▸ **What you are asked to do**: Please continue the passage below on the decline of China's coal industry, starting after its last sentence.

▸ **Quoted passage**:
******

A declining economic growth and stiff anti-pollution measures hit especially the coal industry in China hard, as prices fall in an industry suffering from overcapacity, writes financial analyst Sara Hsu in the Diplomat. The trend will continue. although “the transition to a diminished reliance on coal is difficult.”
Sara Hsu:
For one, improved environmental standards around the world have reduced orders for this heavily polluting resource, and China has forced smaller mines to close or be purchased by state-owned companies. About 1,000 small coal mining companies were shut down in 2014. In the past four years, 5,920 coal mines have been closed. Most Chinese mining companies, about 70 percent, incurred losses in the first 11 months of 2014, as national governments have adopted climate change policies that attempt to transfer the reliance on polluting fuels to renewable and cleaner energy.
Second, China is also very slowly decreasing its demand for coal as part of its five-year energy strategy for the 2016-2020 period, from 64.2 percent of total energy consumption to below 62 percent by 2020. Use of some highly polluting types of coal have been banned. As the world’s largest coal consumer, China’s declining demand for this natural resource bodes well for the environment and for the health of its population, as coal plant emissions alone result in hundreds of thousands of premature deaths due to particulate and heavy metal pollution. Coal miners themselves frequently suffer from pneumonoconiosis, or black lung disease, due to inhalation of coal matter.

******

▸ **Records supplied**:
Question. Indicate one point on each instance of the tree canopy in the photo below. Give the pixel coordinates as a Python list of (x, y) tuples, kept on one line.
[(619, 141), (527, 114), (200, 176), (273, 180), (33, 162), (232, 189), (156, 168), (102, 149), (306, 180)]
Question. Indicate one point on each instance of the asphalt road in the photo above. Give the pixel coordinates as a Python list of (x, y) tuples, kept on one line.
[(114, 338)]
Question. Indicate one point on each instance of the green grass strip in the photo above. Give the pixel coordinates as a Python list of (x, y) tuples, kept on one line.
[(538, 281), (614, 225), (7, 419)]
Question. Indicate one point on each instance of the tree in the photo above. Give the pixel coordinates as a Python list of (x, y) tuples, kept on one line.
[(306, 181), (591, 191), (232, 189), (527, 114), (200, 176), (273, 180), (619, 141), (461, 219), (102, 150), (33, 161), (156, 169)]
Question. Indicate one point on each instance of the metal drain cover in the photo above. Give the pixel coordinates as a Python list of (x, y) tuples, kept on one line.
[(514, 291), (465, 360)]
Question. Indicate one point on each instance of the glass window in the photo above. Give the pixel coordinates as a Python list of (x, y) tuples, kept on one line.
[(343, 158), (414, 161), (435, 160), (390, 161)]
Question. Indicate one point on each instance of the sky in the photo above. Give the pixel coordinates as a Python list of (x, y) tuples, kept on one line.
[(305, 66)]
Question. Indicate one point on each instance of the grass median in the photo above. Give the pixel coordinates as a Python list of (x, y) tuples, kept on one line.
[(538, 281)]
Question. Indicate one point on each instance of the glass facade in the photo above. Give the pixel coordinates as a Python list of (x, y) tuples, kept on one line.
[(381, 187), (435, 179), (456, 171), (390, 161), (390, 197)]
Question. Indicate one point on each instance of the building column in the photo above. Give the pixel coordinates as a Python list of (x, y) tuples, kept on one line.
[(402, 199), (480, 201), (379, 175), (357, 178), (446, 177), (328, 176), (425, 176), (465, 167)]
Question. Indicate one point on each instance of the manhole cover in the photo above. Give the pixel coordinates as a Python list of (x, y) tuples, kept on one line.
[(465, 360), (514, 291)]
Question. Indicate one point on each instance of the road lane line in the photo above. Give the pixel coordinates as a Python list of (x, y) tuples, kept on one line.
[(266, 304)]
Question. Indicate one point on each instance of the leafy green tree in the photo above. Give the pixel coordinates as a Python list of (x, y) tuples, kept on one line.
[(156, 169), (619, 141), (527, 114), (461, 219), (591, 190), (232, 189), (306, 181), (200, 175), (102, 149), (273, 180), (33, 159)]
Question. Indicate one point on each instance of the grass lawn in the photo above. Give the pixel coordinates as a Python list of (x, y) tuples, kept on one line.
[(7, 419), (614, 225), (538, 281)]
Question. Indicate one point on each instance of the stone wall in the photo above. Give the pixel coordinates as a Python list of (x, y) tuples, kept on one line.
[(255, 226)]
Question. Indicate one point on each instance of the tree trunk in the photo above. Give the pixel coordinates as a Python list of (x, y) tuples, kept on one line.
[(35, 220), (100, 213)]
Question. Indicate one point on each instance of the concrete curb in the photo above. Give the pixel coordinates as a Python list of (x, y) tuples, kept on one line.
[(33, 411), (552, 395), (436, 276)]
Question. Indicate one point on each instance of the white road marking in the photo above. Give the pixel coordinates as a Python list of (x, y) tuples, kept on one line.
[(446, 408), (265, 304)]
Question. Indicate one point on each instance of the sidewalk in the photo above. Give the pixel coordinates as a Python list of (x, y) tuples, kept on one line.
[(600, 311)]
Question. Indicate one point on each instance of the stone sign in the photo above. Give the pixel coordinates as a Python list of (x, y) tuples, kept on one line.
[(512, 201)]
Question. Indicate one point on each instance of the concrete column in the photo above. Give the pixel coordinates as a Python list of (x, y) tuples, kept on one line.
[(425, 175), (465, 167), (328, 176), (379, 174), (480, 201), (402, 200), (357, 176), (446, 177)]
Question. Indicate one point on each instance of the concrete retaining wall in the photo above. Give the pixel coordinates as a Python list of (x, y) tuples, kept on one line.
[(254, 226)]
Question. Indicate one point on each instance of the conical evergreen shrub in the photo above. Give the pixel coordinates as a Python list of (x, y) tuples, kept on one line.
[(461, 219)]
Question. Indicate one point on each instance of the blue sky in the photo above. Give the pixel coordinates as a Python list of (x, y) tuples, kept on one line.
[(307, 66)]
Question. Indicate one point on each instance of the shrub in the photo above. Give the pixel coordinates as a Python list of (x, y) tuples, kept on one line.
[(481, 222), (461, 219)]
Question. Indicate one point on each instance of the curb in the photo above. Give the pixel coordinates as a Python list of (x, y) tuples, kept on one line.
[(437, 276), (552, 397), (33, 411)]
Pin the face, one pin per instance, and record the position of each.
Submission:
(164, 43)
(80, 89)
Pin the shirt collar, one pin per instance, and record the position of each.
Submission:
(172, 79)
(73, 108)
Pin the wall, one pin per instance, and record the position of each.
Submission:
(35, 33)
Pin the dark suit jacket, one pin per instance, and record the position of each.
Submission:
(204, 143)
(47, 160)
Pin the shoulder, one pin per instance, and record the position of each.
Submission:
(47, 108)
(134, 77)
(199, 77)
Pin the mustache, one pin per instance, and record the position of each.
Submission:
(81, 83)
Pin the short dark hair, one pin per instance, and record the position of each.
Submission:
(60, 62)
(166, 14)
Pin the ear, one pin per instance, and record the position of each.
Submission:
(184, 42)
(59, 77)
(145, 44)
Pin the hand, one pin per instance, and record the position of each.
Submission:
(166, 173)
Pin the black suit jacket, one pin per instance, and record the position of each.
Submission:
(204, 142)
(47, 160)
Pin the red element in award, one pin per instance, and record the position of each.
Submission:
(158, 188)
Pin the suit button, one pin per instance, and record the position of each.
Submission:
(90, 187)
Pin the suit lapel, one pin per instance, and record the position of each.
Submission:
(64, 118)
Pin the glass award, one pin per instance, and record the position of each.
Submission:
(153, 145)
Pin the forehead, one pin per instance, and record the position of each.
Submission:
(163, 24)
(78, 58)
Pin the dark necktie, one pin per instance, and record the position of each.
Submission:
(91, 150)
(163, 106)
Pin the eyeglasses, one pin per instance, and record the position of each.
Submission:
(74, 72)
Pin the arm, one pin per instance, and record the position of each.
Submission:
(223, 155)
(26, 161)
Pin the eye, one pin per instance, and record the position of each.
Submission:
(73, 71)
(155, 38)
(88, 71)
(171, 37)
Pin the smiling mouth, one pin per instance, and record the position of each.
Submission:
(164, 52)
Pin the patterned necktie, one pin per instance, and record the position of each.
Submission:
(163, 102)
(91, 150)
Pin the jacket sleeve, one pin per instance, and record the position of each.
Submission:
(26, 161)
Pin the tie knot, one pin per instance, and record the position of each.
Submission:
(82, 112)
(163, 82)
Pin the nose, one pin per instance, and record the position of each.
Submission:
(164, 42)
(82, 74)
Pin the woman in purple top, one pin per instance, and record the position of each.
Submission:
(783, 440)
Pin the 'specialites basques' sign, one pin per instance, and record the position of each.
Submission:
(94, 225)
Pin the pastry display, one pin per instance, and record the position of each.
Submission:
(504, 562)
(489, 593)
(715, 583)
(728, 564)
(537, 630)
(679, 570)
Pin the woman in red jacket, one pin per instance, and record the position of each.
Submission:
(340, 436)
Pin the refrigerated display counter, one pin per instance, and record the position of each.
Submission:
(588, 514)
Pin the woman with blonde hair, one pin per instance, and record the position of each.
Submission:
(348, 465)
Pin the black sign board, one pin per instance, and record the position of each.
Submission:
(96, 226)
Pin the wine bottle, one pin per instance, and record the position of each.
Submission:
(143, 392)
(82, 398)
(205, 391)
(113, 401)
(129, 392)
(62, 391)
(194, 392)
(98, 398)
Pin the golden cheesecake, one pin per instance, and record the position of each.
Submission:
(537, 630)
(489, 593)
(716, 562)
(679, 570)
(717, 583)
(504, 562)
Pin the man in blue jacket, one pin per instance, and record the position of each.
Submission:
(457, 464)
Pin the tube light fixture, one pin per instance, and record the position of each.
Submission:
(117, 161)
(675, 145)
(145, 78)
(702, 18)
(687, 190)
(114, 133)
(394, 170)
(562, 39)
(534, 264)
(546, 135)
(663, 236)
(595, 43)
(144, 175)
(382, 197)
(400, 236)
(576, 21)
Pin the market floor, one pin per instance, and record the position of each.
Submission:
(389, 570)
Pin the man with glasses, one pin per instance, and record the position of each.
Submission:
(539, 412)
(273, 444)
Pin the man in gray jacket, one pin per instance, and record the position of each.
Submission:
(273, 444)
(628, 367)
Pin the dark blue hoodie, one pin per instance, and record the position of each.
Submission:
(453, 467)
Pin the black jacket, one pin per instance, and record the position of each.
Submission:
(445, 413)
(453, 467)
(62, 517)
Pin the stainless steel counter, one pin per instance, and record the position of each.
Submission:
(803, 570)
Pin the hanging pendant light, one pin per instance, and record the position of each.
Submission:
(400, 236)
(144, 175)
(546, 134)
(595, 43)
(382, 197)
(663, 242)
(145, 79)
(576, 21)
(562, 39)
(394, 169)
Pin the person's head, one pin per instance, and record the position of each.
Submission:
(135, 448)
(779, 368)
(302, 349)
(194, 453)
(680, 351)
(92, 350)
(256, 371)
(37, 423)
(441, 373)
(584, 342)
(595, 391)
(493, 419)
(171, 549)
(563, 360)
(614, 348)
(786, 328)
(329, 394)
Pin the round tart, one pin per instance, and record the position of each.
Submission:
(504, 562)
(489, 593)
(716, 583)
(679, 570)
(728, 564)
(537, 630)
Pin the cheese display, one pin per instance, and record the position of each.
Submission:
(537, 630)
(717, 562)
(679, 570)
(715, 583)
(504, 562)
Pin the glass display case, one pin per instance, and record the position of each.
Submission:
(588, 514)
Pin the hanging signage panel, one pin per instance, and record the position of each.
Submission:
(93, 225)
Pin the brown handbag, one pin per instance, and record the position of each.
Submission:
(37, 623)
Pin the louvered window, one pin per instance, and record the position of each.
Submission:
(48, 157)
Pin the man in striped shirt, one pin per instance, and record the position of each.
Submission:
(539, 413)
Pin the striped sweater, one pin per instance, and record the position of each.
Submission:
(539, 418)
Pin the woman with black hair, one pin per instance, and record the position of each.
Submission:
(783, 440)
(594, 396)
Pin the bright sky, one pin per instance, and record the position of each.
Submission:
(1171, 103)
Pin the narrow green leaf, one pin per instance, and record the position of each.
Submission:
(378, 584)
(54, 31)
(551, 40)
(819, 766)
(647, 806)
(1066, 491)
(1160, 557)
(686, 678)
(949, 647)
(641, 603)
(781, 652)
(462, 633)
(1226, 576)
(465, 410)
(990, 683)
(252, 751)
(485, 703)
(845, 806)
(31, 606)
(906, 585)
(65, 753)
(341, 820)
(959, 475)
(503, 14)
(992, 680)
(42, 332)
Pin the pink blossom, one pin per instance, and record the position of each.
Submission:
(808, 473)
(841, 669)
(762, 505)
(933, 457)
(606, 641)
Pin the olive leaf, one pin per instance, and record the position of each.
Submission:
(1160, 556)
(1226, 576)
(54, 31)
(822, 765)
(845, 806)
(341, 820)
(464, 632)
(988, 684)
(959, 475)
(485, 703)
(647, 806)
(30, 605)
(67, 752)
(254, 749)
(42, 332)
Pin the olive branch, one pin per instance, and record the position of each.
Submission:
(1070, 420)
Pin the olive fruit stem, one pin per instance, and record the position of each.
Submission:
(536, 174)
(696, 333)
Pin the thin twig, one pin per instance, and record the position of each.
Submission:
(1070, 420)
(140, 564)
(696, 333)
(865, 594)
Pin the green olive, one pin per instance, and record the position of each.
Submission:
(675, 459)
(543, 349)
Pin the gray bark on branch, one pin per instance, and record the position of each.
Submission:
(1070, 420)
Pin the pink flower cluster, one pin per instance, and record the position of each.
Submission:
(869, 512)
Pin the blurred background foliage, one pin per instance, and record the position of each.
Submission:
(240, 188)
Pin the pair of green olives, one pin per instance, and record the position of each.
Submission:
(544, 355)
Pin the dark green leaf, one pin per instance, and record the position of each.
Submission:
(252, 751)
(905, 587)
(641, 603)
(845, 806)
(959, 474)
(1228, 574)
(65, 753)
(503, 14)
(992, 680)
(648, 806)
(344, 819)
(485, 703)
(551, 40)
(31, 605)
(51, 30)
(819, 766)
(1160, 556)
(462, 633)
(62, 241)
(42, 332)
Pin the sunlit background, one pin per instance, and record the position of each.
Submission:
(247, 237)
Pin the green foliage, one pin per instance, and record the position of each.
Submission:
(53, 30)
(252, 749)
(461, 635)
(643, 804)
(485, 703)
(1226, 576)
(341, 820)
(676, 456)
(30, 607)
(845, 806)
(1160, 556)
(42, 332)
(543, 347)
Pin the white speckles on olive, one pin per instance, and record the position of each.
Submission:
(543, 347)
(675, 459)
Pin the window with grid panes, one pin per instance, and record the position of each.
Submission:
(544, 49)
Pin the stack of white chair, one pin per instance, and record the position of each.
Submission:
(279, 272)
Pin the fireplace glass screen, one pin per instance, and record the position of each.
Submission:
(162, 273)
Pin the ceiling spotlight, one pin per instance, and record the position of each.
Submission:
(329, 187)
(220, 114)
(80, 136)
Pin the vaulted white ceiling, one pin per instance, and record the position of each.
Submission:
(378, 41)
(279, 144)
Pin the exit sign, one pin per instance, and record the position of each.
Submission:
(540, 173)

******

▸ **Solved problem**:
The transition to a diminished reliance on coal is difficult, however. Chinese regulators have attempted to maintain coal contract prices in order to maintain economic stability, but even so, coal prices declined 20 percent in 2014. Stockpiles of the fuel at coal mining companies increased 2.6 percent year on year, to 87 million tons, while stockpiles of coal at power plants rose by 17 percent. Excess inventories and overcapacity will likely maintain the pinch in the coal sector over the next year. To combat this, Shanxi province in northern China, one of the biggest coal producing regions in the nation, stated that it would not approve new mining projects until 2020. This represents a dramatic move toward increasing efficiency in coal markets.